+++ EXTRAIT

Mais on se trouve, en ce « Zone« -ci, sur d’autres pistes encore d’altérité (du réel)…
…
L’enjeu étant probablement pour le personnage, page 217, de
« disparaître et renaître« ,
« si cela est possible« …
…
Envisager de (res-)sortir peut-être, pour son compte,
s’évader, si cela se pouvait,
du cauchemar épouvantable « sur rails »
_ à la faveur du train général (partagé, collectif) qui vous emporte si aisément un peu plus loin _,
de ce tunnel-étau broyant bien réel
de l’Histoire (des pyramides enchassées de pères et de mères)

++++++

■ QUESTIONS ■
**A.** D'après l'extrait sur « Zone », à quelle page l'enjeu du personnage est-il de « disparaître et renaître » ?
**B.** Poursuivez l'extrait sur « Zone » à partir de l'endroit où il s'arrête.

+++ DONNÉES FOURNIES

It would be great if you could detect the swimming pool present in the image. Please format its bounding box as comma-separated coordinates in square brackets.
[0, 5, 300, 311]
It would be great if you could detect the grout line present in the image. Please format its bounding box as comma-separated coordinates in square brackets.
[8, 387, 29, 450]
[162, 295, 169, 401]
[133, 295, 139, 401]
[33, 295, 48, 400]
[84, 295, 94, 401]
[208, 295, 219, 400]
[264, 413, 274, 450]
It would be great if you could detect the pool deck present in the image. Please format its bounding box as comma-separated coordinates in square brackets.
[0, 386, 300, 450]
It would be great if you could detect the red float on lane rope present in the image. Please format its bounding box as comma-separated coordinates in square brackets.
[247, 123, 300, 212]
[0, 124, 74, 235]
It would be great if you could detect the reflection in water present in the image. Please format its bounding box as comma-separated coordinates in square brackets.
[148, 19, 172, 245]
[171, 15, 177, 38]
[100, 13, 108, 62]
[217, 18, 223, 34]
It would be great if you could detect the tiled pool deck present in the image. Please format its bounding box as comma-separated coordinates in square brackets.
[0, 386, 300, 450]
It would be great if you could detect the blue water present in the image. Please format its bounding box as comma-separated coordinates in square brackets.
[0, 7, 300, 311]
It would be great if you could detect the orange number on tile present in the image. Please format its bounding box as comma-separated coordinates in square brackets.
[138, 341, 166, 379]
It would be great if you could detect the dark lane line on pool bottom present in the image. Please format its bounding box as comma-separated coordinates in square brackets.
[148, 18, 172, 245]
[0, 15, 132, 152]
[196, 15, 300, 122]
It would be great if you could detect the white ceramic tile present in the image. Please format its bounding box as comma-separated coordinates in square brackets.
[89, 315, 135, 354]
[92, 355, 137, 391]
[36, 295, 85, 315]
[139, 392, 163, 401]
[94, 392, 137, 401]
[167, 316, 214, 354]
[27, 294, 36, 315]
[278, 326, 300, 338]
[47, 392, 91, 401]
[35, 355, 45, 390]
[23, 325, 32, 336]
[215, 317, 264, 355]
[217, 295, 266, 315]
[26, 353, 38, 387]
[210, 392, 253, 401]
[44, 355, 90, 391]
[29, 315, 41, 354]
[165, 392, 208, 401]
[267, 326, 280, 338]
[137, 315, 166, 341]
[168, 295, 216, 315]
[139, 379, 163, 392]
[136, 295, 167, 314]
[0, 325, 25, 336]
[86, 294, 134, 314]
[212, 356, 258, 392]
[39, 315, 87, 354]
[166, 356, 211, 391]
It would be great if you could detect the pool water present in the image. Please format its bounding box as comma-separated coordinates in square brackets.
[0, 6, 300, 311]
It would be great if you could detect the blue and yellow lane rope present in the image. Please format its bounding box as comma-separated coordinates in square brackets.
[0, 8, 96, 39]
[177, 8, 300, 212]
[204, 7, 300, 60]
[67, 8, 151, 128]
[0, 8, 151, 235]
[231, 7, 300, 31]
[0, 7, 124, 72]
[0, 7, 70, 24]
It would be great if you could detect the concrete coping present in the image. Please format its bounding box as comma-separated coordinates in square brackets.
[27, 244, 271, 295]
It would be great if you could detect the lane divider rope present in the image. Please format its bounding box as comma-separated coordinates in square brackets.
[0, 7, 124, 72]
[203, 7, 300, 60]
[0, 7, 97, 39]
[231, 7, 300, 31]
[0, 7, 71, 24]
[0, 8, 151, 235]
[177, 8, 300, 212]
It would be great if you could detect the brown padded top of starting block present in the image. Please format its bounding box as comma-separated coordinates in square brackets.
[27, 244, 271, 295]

++++++

■ CORRIGÉ ■
**A.** À la page 217.

**B.**
au moins depuis qu’on en a trace _ Homère, Schliemann _, à Troie
(que vont visiter,
depuis leur « hôtel-club » de vacances, « en juillet 1991« , proche des Dardanelles, page 49,
Francis Servain Mirković et sa plantureuse première compagne _ « le corps de Marianne m’obsède malgré les années et les corps qui lui ont succédé« , page 53 :
« dans ce club ennuyeux on pouvait profiter d’excursions organisées, une aux Dardanelles une à Troie c’est tout ce que Marianne parvint à me faire accepter » ;
« l’expédition à Troie fut un calvaire de poussière et de chaleur« , page 50) ;
…
depuis en fait probablement la nuit des temps…
…
Un grand auteur
_ et un grand sujet (d’aveuglante actualité de « vérité » : la « guerre« …)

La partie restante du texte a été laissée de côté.